REQUIREMENTS » Can you pull out every line of the records below that contains the string "window", matching its case exactly?

━━━ RECORD LIST

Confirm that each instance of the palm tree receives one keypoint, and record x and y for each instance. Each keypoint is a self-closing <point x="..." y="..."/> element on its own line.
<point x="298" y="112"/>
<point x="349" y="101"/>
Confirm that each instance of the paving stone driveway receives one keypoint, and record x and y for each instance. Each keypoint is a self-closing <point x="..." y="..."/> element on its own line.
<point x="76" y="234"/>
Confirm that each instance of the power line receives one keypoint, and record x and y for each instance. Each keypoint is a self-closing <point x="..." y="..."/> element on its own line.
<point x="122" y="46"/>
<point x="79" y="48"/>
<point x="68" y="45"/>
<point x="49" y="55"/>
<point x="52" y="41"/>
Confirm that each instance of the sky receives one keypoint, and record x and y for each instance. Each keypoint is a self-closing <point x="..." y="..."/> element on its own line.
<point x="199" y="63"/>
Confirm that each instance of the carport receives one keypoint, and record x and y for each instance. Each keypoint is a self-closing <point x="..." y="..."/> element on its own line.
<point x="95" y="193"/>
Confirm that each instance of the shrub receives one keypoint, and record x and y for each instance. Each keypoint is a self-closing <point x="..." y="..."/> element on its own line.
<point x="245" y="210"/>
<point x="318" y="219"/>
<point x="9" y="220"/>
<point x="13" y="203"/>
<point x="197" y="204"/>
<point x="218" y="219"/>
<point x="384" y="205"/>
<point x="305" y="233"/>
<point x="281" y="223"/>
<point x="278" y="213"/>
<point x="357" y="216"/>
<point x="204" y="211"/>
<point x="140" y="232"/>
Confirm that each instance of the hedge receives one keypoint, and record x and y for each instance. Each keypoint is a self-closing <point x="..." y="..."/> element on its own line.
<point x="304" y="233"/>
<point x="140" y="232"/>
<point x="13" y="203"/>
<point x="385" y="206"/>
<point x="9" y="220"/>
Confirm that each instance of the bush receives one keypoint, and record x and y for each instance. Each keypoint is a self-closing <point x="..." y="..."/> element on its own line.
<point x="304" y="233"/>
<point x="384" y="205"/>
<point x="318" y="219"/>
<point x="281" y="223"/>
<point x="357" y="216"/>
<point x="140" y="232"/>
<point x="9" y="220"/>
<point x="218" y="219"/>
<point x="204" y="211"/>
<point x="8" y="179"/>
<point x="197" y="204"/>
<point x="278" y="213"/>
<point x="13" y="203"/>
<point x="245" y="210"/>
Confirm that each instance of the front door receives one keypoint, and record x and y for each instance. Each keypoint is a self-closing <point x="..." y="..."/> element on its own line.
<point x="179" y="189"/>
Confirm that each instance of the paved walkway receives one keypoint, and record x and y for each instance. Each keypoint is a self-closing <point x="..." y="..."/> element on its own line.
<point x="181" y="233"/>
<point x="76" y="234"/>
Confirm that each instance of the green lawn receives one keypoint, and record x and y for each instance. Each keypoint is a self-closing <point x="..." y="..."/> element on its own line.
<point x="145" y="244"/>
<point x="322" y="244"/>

━━━━━━
━━━ RECORD LIST

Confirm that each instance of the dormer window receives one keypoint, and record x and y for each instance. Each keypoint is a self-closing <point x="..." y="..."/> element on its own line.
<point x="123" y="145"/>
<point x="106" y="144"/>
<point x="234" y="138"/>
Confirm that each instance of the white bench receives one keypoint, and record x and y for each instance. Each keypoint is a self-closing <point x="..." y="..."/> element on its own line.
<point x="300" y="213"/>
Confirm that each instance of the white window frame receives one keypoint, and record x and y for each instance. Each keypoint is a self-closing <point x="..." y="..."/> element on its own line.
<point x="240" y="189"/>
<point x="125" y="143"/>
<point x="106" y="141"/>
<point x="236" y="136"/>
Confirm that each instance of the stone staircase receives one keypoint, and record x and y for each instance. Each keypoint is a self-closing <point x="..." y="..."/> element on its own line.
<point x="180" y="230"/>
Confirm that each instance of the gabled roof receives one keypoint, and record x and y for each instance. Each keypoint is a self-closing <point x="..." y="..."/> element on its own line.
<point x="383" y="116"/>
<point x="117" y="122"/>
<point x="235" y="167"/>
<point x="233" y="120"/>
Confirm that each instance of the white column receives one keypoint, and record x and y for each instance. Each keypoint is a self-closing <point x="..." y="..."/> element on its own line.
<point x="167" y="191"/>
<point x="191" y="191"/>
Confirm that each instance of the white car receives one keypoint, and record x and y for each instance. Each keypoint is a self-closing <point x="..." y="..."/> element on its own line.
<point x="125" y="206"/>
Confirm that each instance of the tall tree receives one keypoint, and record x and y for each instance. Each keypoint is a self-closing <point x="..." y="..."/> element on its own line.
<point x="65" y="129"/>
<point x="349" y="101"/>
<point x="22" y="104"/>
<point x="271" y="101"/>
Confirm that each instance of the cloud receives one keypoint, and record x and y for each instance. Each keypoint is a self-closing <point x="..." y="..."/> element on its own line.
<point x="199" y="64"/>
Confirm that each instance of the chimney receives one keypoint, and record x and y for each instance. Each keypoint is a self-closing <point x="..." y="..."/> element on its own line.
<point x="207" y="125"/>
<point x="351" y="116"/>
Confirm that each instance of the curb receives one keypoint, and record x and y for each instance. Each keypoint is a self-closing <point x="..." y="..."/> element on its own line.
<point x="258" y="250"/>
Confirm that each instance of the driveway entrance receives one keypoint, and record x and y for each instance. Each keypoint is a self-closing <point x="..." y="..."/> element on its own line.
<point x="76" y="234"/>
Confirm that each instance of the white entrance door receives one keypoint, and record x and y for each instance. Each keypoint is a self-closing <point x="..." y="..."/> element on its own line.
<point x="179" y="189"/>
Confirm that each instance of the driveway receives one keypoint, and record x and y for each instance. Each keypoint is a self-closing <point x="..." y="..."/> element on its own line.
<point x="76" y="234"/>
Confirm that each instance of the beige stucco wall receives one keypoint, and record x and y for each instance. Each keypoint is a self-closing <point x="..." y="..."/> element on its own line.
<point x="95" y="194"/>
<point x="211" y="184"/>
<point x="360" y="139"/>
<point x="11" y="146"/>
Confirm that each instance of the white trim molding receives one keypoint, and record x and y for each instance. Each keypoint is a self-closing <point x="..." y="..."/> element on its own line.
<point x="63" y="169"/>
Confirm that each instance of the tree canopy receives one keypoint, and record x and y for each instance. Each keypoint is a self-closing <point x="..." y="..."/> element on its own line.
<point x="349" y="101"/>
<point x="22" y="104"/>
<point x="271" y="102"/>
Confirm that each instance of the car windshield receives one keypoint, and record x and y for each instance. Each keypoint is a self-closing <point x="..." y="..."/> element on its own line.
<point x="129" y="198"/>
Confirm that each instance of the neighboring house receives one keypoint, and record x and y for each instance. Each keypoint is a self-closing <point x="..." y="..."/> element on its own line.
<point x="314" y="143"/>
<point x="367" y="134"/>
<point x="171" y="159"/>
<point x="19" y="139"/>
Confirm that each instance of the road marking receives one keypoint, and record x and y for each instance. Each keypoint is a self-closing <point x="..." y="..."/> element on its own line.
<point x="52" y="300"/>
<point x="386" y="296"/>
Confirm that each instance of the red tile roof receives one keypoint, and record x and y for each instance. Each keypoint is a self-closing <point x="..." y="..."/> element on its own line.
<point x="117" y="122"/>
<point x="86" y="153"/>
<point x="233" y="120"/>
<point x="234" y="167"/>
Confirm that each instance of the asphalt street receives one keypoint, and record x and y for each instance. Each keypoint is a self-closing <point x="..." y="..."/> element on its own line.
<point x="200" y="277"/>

━━━━━━
━━━ RECORD LIST

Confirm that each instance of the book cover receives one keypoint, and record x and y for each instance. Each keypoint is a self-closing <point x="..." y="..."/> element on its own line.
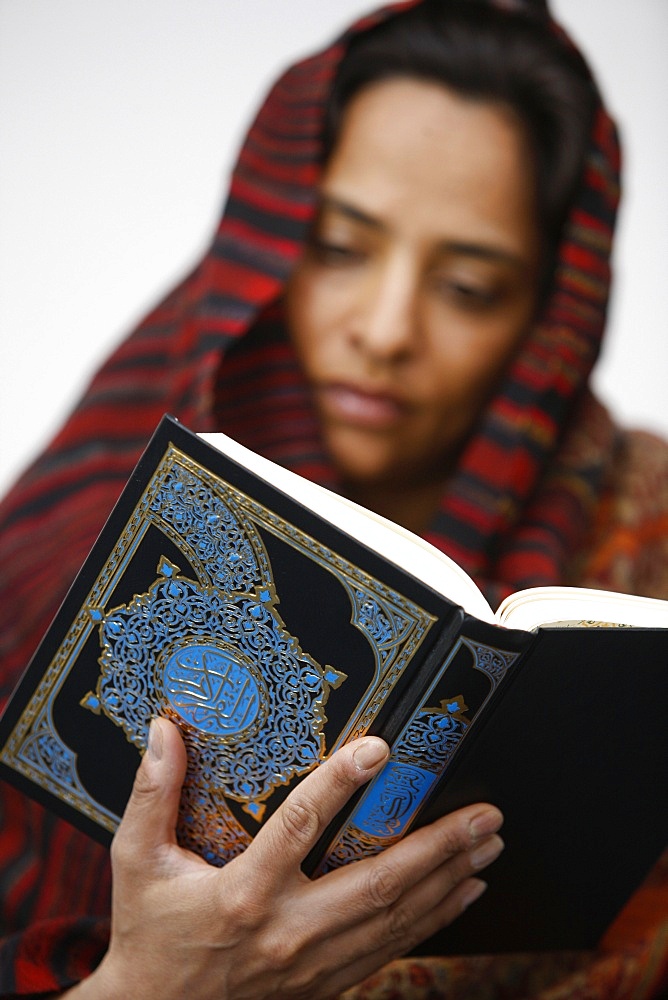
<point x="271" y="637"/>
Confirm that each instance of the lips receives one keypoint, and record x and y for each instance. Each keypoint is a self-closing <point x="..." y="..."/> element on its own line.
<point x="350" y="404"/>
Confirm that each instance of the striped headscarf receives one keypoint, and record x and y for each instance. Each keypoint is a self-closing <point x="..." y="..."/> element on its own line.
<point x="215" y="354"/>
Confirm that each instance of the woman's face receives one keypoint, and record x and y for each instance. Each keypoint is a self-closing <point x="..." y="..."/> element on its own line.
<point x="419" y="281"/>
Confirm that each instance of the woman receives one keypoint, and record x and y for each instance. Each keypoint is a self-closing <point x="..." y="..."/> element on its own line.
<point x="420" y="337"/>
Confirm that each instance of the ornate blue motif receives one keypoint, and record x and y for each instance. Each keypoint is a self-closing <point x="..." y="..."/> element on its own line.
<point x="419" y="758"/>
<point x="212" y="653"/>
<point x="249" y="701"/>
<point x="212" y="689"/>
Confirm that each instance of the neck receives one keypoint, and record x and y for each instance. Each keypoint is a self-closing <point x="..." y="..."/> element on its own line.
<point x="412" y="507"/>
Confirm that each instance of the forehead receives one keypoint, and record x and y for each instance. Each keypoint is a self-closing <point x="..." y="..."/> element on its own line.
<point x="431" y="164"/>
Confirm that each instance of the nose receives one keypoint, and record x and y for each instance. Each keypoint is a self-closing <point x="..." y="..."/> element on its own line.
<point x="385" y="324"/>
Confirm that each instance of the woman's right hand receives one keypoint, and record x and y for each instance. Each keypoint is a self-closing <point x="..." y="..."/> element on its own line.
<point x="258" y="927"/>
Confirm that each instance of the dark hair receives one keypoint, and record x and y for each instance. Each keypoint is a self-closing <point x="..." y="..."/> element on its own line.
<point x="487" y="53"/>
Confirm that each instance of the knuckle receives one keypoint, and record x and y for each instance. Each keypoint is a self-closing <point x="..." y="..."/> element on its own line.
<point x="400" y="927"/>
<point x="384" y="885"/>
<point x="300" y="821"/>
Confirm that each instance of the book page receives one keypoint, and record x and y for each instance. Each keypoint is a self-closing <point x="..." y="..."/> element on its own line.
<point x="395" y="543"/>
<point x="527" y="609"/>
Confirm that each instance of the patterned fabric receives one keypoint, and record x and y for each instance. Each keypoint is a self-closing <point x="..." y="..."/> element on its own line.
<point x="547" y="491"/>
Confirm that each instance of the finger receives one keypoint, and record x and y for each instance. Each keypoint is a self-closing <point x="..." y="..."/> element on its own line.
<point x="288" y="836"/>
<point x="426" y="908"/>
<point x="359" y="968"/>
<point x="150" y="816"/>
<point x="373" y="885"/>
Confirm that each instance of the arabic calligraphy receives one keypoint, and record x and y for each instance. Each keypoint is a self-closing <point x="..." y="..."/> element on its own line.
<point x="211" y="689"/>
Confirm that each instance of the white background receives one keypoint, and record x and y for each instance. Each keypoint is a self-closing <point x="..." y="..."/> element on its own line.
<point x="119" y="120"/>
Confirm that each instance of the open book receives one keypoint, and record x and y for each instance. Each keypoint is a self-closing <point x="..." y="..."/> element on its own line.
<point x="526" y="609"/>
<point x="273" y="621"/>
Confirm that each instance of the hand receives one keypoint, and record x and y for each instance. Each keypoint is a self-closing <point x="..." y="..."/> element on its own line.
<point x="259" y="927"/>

━━━━━━

RESULT »
Confirm that each instance of the dormer window receives one keypoint, and record x and y for each instance. Each keypoint is a self-closing <point x="..." y="..."/> element on its own line.
Confirm that each instance of the white window frame receives one keypoint, and record x and y for each instance. Each keypoint is a self-closing <point x="..." y="..."/> element on its own line.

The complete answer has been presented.